- What the exercise asks
Using the records below, reproduce exactly the lines from the one containing "Put a marker" through the end, and nothing more; skip the images.

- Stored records
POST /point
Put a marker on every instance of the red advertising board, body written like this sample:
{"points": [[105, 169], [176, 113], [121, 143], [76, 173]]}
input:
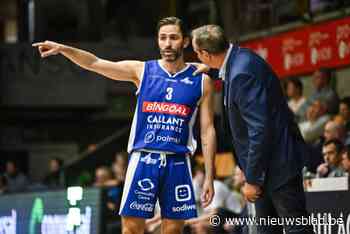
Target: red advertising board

- Answer section
Put a marker on every instance of the red advertising board, body written like this sample:
{"points": [[105, 169], [176, 113], [121, 143], [76, 173]]}
input:
Target: red advertising board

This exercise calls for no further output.